AIM: From the passage below about the novel Mr. Perrin and Mr. Traill, list every actor it names as starring in the 1948 British film adaptation.

SOURCE EXCERPT:
┄┄┄┄┄┄┄┄┄┄┄┄┄┄┄┄┄┄┄┄

Mr. Perrin and Mr. Traill; Or the Gods and Mr. Perrin was first published by Mills and Boon in 1911. Mills and Boon was established in 1908 by Gerald Rusgrove Mills and Charles Boon. While the publisher would become famous for its romantic fiction after the 1930’s, its early releases featured a wide array of genres, including crime stories, Shakespeare and P. G. Wodehouse. Walpole’s novel sold well and was his first significant success in the literary world. He would later comment in 1936 that he considered this work to be ‘probably the truest’ he had ever produced. The book was heavily influenced by Walpole’s experiences as both a pupil and teacher. He attended a series of schools during his childhood, where he frequently suffered from bullying and periods of great distress and unhappiness, while his fairly brief time teaching at Epsom College — the chief inspiration for the work — was challenging and unsatisfying.

The narrative is set in a boys’ public school in Cornwall, where Perrin has been teaching for two decades and is deeply unpopular and bitter. He leads a miserable life, emerged in his sense of loneliness, with only a tiny glimmer of hope provided by the possibility that one day Isabel Desart — a friend of one of Perrin’s colleagues — may love him. Any chance of happiness is soon destroyed by the arrival of the young, enthusiastic and popular new teacher, Mr. Traill. The antagonism Perrin feels towards the recent recruit escalates from mild annoyance to violent urges as he becomes overwhelmed by his hate. There are two endings to the novel; the original darker conclusion and the lighter and more hopeful ending that Walpole wrote for the later American edition. Both endings are provided in this digital edition for the reader.

The novel was later adapted for a 1948 British film directed by Lawrence Huntingdon and starring David Farrar, Edward Chapman, Greta Gynt and Raymond Huntley.

┄┄┄┄┄┄┄┄┄┄┄┄┄┄┄┄┄┄┄┄

EXTRACTED ENTRIES:
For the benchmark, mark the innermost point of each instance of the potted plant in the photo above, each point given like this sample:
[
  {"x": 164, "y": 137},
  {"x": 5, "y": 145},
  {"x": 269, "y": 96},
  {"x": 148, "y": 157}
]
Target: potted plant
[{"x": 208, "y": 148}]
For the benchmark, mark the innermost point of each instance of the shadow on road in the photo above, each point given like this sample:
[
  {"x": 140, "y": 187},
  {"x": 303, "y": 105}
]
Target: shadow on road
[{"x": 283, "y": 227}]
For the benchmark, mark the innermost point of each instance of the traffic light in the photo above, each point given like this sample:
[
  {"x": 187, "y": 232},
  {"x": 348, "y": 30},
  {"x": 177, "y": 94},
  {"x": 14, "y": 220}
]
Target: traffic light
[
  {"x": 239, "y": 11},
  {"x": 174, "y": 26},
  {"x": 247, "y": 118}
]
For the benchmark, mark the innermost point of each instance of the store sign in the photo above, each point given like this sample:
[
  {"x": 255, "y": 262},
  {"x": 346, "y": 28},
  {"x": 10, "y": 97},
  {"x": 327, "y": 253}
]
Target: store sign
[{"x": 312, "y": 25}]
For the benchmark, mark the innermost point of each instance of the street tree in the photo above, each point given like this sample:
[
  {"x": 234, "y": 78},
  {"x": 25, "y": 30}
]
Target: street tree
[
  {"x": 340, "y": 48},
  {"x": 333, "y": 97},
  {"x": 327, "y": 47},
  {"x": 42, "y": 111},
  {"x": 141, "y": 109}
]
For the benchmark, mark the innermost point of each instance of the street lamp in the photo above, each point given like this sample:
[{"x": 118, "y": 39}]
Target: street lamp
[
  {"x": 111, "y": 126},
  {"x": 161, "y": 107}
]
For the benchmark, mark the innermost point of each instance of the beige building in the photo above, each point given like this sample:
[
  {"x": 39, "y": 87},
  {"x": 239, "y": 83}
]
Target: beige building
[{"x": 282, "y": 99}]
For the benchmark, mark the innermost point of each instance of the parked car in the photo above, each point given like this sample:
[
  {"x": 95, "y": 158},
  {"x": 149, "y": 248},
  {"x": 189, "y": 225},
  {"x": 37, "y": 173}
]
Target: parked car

┄┄┄┄┄┄┄┄┄┄┄┄┄┄┄┄┄┄┄┄

EXERCISE SOLUTION: David Farrar, Edward Chapman, Greta Gynt, Raymond Huntley